▸ Extrait du document:
- - -
Une tribune pour les luttes

Comment Jeudi Noir a blousé les bleus…

Action du 1er novembre 2008

Article mis en ligne le jeudi 6 novembre 2008

http://ministeredelacrise.blogs.liberation.fr/logement/

Tous ceux qui avaient gardé un souvenir ému de la grande réquisition du 1er mai 2008 avaient envie de recommencer quelque chose dans le genre.
Déposer en préfecture un parcours de manif ayant pour objet « Réquisition citoyenne de bâtiment vide » et blouser des bleus sur le pied de guerre, avouez que ça a quelque chose de réjouissant…

Donc on a remobilisé toute l’armada de la plate-forme pour le logement des jeunes et on s’est tous retrouvés très remontés place de la Bourse samedi dernier. Il faut dire qu’entre les loyers qui continuent de flamber, le budget du logement toujours en train de baisser, et la loi SRU toujours menacée par l’Elysée et les promesses de réquisitions chaque fois trahies de Christine Boutin, les motifs ne manquent pas de montrer à la ministre comment s’y prendre pour s’attaquer à la crise du logement.
- - -
▸ Données enregistrées:
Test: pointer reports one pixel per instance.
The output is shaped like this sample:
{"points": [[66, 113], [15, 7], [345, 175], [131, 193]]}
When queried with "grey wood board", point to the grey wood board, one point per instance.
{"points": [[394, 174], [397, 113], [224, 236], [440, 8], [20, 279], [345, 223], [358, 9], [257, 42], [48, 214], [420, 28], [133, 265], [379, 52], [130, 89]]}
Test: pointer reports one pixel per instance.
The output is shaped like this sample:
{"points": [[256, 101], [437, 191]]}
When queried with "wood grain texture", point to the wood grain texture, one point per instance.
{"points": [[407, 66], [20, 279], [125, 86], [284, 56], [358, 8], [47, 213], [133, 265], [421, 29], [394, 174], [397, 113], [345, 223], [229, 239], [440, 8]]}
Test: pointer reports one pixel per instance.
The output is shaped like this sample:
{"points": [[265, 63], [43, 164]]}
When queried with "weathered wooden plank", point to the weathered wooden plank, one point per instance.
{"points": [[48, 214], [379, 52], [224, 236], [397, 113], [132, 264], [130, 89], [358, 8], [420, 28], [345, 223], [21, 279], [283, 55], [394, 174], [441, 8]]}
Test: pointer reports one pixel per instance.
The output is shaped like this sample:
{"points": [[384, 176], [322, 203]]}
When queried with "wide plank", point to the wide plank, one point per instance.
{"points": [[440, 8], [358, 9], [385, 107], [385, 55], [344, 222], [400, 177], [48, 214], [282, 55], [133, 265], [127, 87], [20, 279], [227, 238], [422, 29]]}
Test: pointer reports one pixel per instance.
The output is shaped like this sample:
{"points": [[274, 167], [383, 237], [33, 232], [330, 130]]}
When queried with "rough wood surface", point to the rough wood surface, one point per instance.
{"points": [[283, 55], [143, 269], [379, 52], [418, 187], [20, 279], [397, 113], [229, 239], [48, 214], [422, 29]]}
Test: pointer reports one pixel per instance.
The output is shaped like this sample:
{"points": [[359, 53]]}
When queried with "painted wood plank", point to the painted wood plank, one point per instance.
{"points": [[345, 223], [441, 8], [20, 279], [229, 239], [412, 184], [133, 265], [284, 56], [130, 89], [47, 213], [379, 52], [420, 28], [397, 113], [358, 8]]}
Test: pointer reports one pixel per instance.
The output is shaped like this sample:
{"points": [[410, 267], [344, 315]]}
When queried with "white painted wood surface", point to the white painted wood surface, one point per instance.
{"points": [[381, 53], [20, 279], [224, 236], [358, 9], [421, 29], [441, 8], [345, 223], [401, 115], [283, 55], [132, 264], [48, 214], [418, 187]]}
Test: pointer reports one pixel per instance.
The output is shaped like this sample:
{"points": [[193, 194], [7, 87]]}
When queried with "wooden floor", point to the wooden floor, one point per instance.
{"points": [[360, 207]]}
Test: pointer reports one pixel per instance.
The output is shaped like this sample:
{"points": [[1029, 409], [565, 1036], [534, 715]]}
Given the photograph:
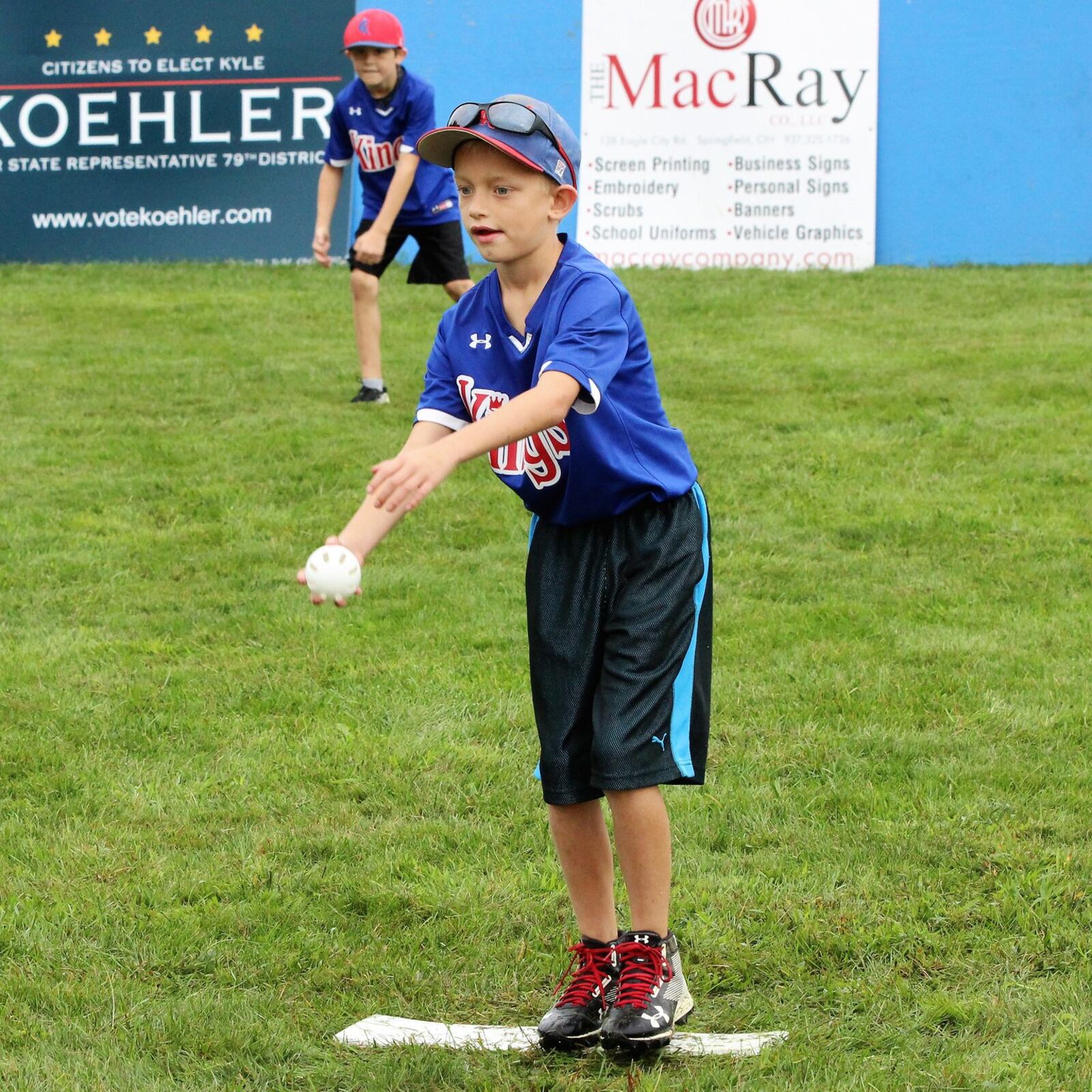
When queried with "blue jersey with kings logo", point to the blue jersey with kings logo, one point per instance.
- - -
▸ Exercices:
- a) Énumérez les motifs que l'article sur l'action de Jeudi Noir avance pour montrer à la ministre comment s'attaquer à la crise du logement.
- b) Prolongez l'article sur l'action de Jeudi Noir à partir de sa dernière phrase.
La liste n'a aucun lien avec l'article sur l'action de Jeudi Noir.

▸ Corrigé:
- a)
- les loyers qui continuent de flamber
- le budget du logement toujours en train de baisser
- la loi SRU toujours menacée par l'Elysée
- les promesses de réquisitions chaque fois trahies de Christine Boutin

- b)
Cette fois-ci, la police avait juré de ne pas se faire avoir. La veille, on avait en effet appris que le bâtiment que nous visions, à proximité du lieu de rassemblement, bénéficierait d’une protection particulière ce jour-là. Mais comme ce ne sont hélas pas les immeubles abandonnés qui manquent, notre réquisitionneur en chef Alex a vite fait d’en trouver un nouveau, la matin même de l’action.

Mais comment semer les gendarmes et arriver juste avant eux sur ce lieu
confidentiel ? C’est simple : il faut les distraire, pour que des
premiers groupes quittent le cortège discrétos… Pour cela, le désormais
célèbre « Laurent Laurent », artiste activiste atypique, et la bande de
Révolution douce, nous ont bien aidés : lancer de
pavés en mousse
, banderole « Là, vous avez merdé les mecs » dressée
devant la Bourse et séance d’invective collective contre les
spéculateurs (vous voulez un aperçu du genre d’insultes ? c’est ici…) :
les forces de l’ordre étaient focalisées sur cet événement incongru. Le
commandant, fort sympathique, s’interrogeait sur ce qui se passait et
venait me demander régulièrement si nous avions finalement bien
l’intention de partir en cortège.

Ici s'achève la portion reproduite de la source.